* **AIM**:
Please quote the material below exactly, from the line containing "Verification task: does this frame contain any horse's muzzle?" through the line containing "338 124 370 159", with both of those lines included.
● ● ● ● ●
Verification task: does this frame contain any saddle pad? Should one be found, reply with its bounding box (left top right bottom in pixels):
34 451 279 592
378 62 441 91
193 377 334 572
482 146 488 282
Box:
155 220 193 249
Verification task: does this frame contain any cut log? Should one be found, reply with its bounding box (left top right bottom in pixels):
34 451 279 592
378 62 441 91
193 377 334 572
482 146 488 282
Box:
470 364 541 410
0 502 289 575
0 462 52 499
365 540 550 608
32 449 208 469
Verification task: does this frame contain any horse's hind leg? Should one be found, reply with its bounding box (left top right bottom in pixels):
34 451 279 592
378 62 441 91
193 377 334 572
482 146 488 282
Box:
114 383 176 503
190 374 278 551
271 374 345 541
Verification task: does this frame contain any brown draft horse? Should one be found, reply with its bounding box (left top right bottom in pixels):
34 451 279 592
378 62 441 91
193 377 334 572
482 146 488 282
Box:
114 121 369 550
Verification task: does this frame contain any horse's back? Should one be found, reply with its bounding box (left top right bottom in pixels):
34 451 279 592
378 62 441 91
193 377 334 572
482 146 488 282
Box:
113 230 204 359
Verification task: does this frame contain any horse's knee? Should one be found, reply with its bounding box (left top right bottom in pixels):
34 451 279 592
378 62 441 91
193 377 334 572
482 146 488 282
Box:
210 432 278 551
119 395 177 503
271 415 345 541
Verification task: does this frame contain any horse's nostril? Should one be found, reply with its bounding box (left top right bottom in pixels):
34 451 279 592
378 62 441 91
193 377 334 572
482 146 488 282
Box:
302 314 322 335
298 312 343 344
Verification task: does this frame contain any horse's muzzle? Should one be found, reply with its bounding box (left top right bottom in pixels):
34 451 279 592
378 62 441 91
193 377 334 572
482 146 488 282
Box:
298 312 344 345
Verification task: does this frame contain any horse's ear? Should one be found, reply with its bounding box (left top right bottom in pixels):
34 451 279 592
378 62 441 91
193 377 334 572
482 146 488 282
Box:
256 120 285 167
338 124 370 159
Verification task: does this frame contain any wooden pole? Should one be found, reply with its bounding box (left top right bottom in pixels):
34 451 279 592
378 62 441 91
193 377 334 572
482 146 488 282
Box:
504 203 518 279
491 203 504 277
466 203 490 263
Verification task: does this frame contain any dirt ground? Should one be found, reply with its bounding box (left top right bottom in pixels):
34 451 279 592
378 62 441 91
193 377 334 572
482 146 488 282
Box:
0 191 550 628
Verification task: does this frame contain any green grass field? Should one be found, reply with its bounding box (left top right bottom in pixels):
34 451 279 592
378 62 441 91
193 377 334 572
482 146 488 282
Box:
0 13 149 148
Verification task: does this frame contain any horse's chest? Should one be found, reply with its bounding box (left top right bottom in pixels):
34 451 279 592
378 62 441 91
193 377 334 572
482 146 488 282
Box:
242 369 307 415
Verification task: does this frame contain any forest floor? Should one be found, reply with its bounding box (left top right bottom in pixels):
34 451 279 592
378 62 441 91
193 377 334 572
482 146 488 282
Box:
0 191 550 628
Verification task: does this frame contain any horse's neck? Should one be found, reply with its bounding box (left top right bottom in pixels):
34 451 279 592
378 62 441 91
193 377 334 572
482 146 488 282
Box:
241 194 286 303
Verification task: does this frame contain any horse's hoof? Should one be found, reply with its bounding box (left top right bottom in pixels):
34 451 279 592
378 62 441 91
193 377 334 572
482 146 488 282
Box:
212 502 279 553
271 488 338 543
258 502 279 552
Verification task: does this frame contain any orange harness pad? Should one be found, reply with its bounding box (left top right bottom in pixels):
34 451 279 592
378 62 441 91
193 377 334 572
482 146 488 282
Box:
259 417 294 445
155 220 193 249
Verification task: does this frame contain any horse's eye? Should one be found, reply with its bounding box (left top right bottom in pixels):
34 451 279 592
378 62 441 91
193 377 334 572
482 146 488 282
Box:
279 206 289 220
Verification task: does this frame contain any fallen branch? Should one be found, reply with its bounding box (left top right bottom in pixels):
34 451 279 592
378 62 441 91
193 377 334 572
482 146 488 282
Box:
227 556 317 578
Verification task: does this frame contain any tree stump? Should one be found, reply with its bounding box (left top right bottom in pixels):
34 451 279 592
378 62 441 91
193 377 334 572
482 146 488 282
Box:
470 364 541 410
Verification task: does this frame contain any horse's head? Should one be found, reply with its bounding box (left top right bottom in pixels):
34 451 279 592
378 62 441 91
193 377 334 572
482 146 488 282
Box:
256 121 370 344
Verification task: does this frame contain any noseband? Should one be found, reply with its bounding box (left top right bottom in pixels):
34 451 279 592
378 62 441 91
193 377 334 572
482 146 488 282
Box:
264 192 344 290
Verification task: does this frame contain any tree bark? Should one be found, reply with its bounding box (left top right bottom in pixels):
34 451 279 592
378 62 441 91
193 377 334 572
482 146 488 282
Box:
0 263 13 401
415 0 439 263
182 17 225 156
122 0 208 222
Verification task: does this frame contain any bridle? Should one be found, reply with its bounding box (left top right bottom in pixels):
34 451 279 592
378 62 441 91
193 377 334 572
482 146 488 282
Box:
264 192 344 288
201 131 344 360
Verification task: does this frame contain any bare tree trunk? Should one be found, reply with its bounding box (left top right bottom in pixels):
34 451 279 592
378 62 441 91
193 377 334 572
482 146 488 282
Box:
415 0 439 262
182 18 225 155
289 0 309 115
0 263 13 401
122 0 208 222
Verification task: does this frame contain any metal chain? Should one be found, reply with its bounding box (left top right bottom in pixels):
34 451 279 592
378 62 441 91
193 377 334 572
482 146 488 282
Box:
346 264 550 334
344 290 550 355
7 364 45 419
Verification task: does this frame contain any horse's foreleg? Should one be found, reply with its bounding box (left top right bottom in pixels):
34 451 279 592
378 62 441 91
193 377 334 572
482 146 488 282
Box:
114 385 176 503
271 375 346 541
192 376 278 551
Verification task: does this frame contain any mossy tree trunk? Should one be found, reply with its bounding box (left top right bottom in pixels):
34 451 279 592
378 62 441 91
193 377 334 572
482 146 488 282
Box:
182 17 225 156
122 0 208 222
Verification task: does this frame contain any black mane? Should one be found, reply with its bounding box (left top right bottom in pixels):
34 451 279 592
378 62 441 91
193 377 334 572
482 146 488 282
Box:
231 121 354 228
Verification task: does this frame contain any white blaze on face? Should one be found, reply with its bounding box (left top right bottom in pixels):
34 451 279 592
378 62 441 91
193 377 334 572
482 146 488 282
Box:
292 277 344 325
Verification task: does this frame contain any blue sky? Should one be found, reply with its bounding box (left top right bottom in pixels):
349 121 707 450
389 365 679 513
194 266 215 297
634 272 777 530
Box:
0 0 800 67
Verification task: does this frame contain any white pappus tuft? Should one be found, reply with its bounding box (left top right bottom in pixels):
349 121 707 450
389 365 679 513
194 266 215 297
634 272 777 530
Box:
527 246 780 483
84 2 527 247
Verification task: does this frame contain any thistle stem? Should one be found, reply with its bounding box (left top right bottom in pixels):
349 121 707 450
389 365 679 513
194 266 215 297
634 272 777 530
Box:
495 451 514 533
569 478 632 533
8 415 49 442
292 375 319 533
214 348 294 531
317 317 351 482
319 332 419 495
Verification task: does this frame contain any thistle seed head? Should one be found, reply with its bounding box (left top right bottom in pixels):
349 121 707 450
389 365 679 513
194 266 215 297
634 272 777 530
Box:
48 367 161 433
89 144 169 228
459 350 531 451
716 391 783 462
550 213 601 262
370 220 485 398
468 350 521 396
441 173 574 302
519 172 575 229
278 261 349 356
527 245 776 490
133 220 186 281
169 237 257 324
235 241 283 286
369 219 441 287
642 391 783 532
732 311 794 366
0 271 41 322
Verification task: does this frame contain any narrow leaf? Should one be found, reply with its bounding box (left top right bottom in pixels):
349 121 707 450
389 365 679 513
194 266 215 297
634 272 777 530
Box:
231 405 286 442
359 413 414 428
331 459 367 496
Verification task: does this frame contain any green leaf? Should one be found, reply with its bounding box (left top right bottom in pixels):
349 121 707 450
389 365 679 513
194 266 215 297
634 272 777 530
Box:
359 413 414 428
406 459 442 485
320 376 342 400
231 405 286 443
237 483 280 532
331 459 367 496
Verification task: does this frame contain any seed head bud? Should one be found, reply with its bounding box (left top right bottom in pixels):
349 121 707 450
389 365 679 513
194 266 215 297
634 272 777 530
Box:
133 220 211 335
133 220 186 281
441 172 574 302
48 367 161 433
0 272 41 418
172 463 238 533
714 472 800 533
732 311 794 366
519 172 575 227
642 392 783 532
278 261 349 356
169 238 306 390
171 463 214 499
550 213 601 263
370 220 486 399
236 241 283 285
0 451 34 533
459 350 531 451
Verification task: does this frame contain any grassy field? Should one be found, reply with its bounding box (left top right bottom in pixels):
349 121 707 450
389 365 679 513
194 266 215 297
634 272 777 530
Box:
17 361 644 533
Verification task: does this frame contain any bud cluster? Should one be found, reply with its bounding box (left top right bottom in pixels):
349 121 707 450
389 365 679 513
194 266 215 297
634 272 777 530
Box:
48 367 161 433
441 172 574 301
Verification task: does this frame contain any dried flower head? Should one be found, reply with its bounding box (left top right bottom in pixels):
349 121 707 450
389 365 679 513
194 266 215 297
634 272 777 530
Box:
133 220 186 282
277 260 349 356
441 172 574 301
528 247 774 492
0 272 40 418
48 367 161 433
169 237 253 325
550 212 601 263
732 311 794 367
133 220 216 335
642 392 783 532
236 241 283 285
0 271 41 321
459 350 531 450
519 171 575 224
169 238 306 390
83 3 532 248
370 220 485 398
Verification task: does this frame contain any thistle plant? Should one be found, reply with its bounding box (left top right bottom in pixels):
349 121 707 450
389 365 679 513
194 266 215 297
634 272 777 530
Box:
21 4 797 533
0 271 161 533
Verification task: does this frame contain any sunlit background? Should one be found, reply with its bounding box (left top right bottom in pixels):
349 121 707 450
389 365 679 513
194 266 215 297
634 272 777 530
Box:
● ● ● ● ●
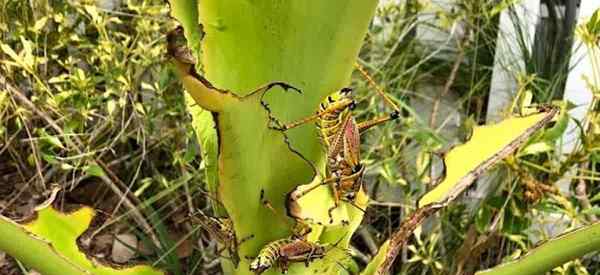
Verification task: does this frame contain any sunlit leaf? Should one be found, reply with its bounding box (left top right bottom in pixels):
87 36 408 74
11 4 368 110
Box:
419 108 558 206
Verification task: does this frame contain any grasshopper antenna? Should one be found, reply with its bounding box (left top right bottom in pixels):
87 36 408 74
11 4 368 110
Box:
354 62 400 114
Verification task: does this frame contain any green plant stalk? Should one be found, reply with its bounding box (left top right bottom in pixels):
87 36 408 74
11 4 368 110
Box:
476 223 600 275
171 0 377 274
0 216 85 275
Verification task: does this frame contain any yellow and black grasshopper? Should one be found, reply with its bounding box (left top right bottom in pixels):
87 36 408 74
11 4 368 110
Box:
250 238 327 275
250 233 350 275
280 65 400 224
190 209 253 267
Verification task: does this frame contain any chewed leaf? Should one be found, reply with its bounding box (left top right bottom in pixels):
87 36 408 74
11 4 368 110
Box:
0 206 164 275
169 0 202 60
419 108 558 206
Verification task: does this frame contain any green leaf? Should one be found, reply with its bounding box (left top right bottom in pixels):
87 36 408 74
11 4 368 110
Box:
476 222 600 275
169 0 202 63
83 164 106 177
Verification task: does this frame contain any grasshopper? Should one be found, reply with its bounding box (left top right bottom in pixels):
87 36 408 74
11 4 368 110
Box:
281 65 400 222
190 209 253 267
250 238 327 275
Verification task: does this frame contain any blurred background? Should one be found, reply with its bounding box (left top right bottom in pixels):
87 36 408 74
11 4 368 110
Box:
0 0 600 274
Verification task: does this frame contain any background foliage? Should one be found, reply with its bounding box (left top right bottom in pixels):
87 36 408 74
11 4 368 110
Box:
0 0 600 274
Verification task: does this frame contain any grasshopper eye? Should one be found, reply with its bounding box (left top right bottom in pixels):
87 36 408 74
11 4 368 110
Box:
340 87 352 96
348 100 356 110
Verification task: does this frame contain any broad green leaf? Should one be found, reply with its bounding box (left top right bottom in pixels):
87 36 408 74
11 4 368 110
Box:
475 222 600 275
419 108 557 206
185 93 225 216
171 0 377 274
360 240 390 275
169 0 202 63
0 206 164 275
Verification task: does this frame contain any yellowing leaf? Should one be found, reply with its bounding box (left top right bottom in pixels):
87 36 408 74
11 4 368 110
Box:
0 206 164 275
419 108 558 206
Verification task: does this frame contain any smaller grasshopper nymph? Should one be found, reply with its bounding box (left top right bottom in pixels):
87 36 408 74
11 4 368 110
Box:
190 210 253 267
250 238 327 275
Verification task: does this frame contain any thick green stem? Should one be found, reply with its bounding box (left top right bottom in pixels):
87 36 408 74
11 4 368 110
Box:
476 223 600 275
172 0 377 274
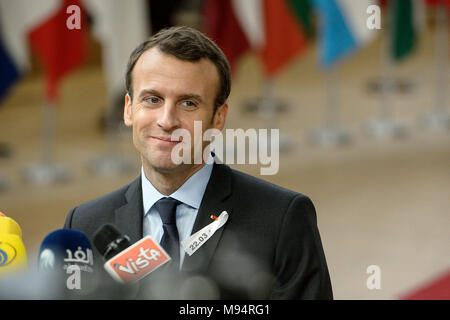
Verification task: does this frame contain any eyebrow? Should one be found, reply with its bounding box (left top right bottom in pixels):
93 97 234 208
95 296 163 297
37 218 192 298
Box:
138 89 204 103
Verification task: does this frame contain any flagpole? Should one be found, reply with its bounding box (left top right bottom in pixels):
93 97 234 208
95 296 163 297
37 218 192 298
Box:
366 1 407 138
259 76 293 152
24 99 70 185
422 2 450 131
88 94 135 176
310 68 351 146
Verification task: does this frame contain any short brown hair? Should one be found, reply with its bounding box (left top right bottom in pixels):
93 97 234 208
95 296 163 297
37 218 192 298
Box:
● ● ● ● ●
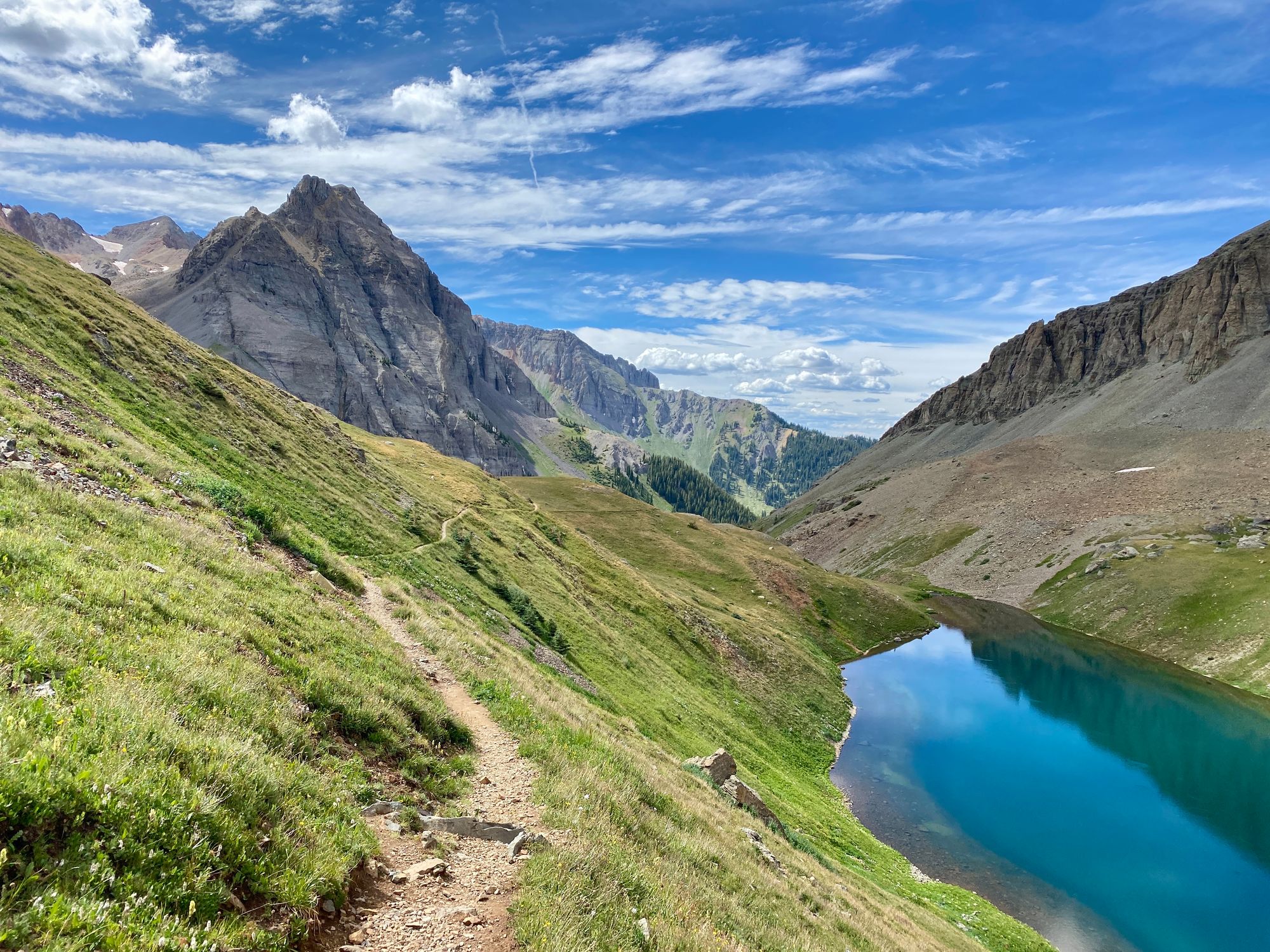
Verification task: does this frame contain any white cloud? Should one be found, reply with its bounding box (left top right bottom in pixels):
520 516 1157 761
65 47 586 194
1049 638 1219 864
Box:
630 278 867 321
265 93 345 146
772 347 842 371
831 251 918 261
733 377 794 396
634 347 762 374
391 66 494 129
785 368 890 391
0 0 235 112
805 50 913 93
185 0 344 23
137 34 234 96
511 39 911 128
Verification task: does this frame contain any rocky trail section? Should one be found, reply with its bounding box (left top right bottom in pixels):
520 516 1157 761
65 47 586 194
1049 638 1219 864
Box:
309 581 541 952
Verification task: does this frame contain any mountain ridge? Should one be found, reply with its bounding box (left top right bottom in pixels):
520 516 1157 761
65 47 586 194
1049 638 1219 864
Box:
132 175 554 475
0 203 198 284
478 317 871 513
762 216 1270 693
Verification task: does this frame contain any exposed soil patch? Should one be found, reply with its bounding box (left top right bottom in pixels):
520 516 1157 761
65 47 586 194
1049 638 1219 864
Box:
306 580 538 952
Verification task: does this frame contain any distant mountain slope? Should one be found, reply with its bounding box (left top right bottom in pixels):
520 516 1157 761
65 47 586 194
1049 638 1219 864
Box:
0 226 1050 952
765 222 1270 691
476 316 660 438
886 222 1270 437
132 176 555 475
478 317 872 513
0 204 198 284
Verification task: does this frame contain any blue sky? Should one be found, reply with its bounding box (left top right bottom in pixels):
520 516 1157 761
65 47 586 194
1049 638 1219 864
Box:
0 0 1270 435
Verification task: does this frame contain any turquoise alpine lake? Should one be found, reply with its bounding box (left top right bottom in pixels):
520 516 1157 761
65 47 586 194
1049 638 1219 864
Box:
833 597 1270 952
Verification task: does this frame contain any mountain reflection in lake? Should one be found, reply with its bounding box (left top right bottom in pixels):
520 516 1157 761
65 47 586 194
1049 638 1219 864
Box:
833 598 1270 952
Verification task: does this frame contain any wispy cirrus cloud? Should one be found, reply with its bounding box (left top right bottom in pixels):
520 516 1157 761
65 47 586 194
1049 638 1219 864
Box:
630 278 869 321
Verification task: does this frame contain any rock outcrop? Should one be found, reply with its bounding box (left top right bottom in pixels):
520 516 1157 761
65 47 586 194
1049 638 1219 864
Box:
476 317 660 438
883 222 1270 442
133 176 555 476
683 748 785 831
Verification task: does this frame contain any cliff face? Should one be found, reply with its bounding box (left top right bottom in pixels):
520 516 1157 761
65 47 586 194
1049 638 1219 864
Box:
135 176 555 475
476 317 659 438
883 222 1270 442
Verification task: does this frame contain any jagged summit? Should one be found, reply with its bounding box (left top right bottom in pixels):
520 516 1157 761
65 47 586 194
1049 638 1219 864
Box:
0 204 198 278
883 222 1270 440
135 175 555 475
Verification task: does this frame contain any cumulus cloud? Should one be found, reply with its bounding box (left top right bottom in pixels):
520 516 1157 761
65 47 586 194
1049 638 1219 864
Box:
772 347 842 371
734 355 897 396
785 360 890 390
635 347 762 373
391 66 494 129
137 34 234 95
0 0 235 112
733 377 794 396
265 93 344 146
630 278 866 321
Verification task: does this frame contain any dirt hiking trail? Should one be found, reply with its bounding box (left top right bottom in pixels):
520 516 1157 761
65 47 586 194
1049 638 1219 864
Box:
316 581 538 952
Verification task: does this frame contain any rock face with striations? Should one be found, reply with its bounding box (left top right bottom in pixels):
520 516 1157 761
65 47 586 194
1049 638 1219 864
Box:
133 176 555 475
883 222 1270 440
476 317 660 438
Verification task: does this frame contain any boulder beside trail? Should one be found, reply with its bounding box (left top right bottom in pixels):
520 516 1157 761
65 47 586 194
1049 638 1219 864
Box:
● ● ● ● ●
* **RESPONSE TO THIS TASK**:
Verification task: does this frame contain any horse's muzzle? Should one be found, reply with its bounding box (left top right bottom in pixels):
34 451 279 592
378 62 441 91
193 377 334 572
482 146 488 282
Box:
298 312 344 345
Verification task: does this frame contain any horse's ear? Should one be found, reply with its bounding box (left top right bottom in pixels):
34 451 279 592
378 62 441 91
193 377 334 572
482 146 488 282
Box:
256 120 285 167
338 124 370 159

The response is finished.